Master Milling at the Heart of The Healthy Baker
With an Australian flour milling legacy spanning more than seven-decades, Manildra Group’s The Healthy Baker range of flours gives home bakers industry-quality bakery products at pantry-sized convenience.
Home to our retail range The Healthy Baker, in the quaint township of rural Manildra in central west New South Wales, Manildra Flour Mill stands surrounded by golden wheat fields on the banks of the
Mandagery Creek, as the birthplace of Manildra Group in 1952.
For more than 70 years, Manildra Group’s Gem of the West brand has been trusted by the professional baking industry for superior quality, strength, and purity.
To broaden access to home bakers nationwide, The Healthy Baker retail brand was launched in the mid-2000s, said Manildra Group Director Caroline Honan.
“Available to the home baker, our unbleached and triple-sifted signature flours are renowned for their quality, texture and impeccable consistency to elevate every bake,” said Ms Honan of the retail brand’s bold shift into innovative blends to revolutionise the supermarket baking aisle.

» **Data shown**
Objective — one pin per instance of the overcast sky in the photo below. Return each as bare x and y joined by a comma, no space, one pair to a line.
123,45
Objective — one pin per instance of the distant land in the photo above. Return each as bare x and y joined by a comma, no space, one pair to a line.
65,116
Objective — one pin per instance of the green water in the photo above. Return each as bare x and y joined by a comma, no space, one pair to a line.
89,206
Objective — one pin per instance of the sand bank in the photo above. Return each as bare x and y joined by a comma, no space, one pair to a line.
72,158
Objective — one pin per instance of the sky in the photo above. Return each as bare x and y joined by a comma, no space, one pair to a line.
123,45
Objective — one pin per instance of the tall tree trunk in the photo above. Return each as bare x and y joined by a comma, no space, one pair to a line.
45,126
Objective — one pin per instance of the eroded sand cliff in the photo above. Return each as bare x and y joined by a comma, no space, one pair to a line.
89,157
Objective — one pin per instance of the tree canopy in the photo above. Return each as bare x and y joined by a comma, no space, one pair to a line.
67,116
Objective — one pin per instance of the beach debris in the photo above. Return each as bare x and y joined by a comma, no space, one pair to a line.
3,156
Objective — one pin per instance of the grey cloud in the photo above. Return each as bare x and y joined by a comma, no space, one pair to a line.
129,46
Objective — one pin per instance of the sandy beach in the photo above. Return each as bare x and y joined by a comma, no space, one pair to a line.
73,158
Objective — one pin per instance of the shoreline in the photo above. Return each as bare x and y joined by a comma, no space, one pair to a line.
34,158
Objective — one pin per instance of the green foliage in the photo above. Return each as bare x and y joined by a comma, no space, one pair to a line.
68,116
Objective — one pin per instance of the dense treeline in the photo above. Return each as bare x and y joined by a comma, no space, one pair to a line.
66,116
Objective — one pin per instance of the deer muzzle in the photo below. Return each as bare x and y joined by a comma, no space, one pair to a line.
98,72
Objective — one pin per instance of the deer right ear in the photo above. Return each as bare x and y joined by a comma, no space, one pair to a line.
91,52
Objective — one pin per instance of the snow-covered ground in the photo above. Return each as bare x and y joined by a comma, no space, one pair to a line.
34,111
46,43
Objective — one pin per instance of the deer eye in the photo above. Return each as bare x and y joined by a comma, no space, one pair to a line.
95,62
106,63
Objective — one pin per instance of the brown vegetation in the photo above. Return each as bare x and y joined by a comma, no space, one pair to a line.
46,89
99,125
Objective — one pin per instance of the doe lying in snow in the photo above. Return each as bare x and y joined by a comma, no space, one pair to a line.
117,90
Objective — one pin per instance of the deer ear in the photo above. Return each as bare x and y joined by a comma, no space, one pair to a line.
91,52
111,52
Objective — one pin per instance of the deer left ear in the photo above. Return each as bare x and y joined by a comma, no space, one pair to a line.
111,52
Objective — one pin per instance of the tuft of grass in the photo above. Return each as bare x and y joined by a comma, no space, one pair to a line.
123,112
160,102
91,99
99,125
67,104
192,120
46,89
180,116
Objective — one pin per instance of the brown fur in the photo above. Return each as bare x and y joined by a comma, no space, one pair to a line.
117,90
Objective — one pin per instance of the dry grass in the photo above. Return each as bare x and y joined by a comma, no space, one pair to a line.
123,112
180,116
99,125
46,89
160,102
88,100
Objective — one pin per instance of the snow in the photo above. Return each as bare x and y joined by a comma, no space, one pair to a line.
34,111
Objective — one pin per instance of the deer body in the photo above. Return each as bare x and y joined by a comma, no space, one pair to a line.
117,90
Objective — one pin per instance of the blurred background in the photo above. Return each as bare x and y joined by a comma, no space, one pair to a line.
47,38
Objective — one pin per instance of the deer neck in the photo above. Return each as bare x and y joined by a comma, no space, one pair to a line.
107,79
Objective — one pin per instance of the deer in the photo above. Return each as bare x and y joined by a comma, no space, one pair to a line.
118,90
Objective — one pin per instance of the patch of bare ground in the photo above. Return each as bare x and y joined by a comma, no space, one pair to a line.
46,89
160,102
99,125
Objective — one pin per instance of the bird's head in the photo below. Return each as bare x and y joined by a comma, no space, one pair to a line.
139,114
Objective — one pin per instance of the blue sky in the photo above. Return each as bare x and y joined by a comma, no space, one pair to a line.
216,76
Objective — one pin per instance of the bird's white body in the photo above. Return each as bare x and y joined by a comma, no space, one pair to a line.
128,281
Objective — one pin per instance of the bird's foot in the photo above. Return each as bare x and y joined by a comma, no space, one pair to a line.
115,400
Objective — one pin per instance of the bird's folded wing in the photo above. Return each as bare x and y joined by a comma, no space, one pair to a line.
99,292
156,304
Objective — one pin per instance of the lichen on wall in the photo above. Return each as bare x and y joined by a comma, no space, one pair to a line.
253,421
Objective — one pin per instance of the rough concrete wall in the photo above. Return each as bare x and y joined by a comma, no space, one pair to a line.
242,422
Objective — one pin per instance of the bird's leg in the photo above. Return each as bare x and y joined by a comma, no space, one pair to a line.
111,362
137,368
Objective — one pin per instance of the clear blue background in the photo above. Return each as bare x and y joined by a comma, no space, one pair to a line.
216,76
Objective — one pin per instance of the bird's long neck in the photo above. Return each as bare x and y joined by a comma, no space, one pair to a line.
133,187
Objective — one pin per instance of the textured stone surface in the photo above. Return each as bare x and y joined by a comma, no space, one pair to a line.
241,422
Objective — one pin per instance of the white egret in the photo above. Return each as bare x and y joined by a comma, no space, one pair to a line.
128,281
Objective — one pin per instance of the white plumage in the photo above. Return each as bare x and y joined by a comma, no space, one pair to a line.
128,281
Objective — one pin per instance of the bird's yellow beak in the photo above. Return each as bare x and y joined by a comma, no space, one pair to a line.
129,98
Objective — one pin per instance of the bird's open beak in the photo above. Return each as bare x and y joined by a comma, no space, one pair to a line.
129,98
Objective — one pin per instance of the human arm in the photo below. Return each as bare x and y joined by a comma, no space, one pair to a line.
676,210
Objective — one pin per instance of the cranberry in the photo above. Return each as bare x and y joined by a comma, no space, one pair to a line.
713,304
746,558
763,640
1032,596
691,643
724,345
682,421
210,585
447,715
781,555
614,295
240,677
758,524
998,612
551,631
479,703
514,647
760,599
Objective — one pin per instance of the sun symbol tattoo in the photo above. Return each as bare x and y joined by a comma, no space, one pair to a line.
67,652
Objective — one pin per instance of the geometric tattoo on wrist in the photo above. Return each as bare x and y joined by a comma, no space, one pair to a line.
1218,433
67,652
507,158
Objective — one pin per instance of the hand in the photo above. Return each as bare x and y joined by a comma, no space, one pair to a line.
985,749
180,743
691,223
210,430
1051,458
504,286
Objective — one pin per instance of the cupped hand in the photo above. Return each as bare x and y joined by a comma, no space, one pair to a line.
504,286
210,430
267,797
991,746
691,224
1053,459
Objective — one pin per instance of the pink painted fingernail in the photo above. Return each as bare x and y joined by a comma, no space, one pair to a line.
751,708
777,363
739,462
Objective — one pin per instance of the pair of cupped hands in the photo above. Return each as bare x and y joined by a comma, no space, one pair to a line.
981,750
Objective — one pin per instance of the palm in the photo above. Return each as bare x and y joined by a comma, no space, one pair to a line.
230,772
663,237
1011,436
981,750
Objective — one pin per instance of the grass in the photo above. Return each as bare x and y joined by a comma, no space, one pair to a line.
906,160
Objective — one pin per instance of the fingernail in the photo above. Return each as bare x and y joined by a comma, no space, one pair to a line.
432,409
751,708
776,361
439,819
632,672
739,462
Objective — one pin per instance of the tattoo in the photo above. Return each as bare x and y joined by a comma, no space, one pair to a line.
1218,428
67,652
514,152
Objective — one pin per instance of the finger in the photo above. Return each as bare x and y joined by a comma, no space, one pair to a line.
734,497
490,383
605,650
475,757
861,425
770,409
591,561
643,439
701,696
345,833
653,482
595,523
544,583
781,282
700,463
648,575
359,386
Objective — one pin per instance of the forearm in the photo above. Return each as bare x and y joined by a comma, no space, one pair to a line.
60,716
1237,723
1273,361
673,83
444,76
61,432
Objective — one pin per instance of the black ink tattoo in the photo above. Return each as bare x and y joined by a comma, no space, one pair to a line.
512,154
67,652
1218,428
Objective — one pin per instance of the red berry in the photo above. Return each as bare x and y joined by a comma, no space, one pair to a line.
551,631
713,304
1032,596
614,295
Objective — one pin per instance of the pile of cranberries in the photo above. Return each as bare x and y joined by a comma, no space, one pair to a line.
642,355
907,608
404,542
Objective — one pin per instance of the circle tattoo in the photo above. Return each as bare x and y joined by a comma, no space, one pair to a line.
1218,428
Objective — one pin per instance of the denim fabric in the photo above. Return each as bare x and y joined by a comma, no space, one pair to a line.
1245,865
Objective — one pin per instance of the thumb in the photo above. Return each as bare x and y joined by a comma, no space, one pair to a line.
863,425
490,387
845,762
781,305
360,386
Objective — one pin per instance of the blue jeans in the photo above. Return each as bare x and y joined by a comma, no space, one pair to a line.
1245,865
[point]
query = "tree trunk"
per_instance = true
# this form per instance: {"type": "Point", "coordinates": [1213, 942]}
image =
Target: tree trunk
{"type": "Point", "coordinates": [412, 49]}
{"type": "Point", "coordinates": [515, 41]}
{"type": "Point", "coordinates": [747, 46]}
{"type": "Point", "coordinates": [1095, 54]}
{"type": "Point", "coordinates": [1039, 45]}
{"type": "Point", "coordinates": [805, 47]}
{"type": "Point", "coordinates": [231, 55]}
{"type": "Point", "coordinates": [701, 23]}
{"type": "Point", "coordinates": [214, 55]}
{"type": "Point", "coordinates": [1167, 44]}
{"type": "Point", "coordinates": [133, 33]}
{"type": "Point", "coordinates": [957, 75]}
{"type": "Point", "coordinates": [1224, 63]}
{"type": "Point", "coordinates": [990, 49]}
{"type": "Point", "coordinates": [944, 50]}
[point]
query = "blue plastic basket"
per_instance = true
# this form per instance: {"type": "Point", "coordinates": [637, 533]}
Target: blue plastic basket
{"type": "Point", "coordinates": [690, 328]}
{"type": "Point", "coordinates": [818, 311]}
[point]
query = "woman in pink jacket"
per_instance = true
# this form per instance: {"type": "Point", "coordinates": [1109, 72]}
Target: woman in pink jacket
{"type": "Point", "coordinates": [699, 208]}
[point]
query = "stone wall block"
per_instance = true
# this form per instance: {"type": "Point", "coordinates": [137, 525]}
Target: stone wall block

» **Request 1**
Please list the three qualities for which, according to the article about The Healthy Baker, the professional baking industry has trusted the Gem of the West brand.
» **Request 2**
For each statement, say whether the article about The Healthy Baker agrees with it, and quote the words that decide it. (a) Manildra Flour Mill is where Manildra Group began in 1952. (b) The Healthy Baker retail brand was launched in the early 1990s. (c) The signature flours of The Healthy Baker are bleached.

» **Full solution 1**
superior quality, strength, purity

» **Full solution 2**
(a) Yes: "as the birthplace of Manildra Group in 1952"
(b) No: "The Healthy Baker retail brand was launched in the mid-2000s"
(c) No: "our unbleached and triple-sifted signature flours"